Point localization data
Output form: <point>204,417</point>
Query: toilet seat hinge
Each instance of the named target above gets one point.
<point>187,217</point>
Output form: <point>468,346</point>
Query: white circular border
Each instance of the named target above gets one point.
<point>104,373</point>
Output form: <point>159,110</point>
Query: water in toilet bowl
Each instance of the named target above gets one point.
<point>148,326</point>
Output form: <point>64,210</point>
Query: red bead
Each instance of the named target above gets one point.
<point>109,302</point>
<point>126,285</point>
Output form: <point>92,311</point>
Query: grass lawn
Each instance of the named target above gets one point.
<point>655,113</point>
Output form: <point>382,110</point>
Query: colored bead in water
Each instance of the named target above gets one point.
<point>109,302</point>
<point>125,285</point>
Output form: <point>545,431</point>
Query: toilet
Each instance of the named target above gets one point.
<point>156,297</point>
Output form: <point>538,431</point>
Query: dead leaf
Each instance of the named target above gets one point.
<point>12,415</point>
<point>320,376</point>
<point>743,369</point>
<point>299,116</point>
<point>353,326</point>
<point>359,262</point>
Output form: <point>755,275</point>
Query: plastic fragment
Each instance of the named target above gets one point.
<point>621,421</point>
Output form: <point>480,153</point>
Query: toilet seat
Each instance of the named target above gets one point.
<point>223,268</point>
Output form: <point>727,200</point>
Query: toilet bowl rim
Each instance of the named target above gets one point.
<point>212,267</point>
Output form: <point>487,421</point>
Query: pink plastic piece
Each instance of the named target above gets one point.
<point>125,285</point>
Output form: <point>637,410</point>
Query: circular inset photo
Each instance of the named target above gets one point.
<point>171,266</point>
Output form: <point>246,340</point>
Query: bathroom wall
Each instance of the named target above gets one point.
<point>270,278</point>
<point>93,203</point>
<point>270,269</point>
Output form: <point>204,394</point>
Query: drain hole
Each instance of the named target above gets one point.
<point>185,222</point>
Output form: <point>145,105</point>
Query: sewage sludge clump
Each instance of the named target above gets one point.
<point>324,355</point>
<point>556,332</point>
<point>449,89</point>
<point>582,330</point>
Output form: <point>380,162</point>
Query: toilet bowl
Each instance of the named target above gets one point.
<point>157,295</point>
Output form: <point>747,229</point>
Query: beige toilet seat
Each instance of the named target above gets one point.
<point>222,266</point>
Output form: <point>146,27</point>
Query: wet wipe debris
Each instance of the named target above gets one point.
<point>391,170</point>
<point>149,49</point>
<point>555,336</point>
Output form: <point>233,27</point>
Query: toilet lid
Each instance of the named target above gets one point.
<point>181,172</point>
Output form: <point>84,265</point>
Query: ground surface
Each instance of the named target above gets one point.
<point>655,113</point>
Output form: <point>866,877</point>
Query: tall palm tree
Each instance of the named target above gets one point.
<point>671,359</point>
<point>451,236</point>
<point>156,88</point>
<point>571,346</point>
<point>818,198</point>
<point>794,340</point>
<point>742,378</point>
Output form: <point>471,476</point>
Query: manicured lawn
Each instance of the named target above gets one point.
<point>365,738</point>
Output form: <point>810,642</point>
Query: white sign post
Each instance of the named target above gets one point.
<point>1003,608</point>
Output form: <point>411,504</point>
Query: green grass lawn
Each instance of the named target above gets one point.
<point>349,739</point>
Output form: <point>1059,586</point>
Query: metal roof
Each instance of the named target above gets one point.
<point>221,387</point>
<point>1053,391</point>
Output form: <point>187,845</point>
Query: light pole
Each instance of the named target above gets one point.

Your assignment
In the records above, locate the lines holding the word "bowl". Copy each of them.

Written solution
Query: water in toilet bowl
Query: toilet bowl rim
Query: toilet bowl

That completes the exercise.